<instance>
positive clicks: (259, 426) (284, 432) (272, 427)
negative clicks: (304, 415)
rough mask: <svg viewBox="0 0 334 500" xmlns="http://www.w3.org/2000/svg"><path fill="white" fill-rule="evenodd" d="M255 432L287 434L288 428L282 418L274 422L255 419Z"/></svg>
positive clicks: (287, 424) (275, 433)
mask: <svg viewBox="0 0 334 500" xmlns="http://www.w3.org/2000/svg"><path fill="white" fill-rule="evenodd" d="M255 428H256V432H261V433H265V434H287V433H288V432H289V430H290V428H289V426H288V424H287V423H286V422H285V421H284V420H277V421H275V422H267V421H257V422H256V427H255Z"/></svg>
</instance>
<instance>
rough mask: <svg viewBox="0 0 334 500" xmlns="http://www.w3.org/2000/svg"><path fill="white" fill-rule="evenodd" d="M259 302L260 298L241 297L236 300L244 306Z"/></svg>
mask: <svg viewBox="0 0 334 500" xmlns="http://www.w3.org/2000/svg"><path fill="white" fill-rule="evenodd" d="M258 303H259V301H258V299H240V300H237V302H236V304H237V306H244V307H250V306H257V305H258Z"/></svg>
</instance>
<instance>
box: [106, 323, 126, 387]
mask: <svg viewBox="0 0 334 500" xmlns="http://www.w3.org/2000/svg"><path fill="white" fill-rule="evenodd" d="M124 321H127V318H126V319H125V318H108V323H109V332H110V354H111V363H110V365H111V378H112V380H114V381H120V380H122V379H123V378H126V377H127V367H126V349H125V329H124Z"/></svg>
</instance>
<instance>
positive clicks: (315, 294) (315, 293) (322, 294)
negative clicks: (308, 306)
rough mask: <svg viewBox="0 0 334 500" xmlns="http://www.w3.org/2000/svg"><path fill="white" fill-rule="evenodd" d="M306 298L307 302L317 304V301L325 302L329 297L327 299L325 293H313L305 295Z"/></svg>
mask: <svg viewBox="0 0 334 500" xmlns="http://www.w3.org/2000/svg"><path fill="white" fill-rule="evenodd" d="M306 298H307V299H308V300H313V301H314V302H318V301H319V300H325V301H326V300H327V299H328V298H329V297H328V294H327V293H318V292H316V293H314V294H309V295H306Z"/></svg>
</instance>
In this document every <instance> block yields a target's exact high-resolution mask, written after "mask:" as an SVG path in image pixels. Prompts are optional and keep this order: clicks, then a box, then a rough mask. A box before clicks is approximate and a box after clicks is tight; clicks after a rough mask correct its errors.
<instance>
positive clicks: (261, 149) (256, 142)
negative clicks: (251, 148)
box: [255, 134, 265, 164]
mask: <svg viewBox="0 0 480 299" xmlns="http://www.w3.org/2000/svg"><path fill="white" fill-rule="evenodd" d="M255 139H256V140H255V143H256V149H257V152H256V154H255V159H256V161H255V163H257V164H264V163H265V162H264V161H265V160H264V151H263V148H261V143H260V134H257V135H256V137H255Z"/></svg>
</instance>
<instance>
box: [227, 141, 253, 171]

○ ○ ○

WHAT THE EXERCISE ASKS: Reproduce all of the entries above verbatim.

ANSWER TO THE PROBLEM:
<instance>
positive clicks: (259, 426) (284, 432) (272, 427)
negative clicks: (304, 415)
rough mask: <svg viewBox="0 0 334 500" xmlns="http://www.w3.org/2000/svg"><path fill="white" fill-rule="evenodd" d="M255 432L287 434L288 428L282 418L274 422L255 419Z"/></svg>
positive clicks: (287, 424) (275, 433)
mask: <svg viewBox="0 0 334 500" xmlns="http://www.w3.org/2000/svg"><path fill="white" fill-rule="evenodd" d="M255 428H256V432H261V433H265V434H287V433H288V432H289V430H290V428H289V426H288V424H287V423H286V422H285V421H284V420H277V421H275V422H267V421H257V422H256V427H255Z"/></svg>
</instance>
<instance>
rough mask: <svg viewBox="0 0 334 500" xmlns="http://www.w3.org/2000/svg"><path fill="white" fill-rule="evenodd" d="M259 302L260 298L241 297L236 300L244 306Z"/></svg>
mask: <svg viewBox="0 0 334 500" xmlns="http://www.w3.org/2000/svg"><path fill="white" fill-rule="evenodd" d="M258 303H259V301H258V299H240V300H237V302H236V304H237V306H244V307H250V306H257V305H258Z"/></svg>
</instance>
<instance>
box: [106, 323, 126, 387]
mask: <svg viewBox="0 0 334 500" xmlns="http://www.w3.org/2000/svg"><path fill="white" fill-rule="evenodd" d="M124 321H127V318H126V319H125V318H108V323H109V332H110V354H111V363H110V365H111V378H112V380H114V381H120V380H122V379H123V378H126V377H127V367H126V349H125V329H124Z"/></svg>
</instance>
<instance>
positive clicks: (315, 294) (315, 293) (322, 294)
negative clicks: (308, 306)
rough mask: <svg viewBox="0 0 334 500" xmlns="http://www.w3.org/2000/svg"><path fill="white" fill-rule="evenodd" d="M306 298L307 302L317 304V301L325 302L329 297L327 299L325 293H313L305 295Z"/></svg>
mask: <svg viewBox="0 0 334 500" xmlns="http://www.w3.org/2000/svg"><path fill="white" fill-rule="evenodd" d="M306 298H307V299H308V300H313V301H314V302H318V301H319V300H325V301H326V300H327V299H328V298H329V297H328V294H327V293H318V292H316V293H314V294H309V295H306Z"/></svg>
</instance>
In this document every <instance> block yields a target's exact high-resolution mask, written after "mask:" as an SVG path in image pixels. Prompts are optional and keep this order: clicks, then a box, then a rough mask. A box before clicks is approximate and a box after clicks is tight; clicks after a rough mask correct its errors.
<instance>
positive clicks: (261, 149) (256, 142)
negative clicks: (251, 148)
box: [255, 134, 265, 164]
mask: <svg viewBox="0 0 480 299" xmlns="http://www.w3.org/2000/svg"><path fill="white" fill-rule="evenodd" d="M255 139H256V140H255V143H256V149H257V152H256V154H255V159H256V161H255V163H257V164H264V163H265V162H264V161H265V160H264V151H263V148H261V143H260V134H257V135H256V137H255Z"/></svg>
</instance>
<instance>
box: [227, 141, 253, 171]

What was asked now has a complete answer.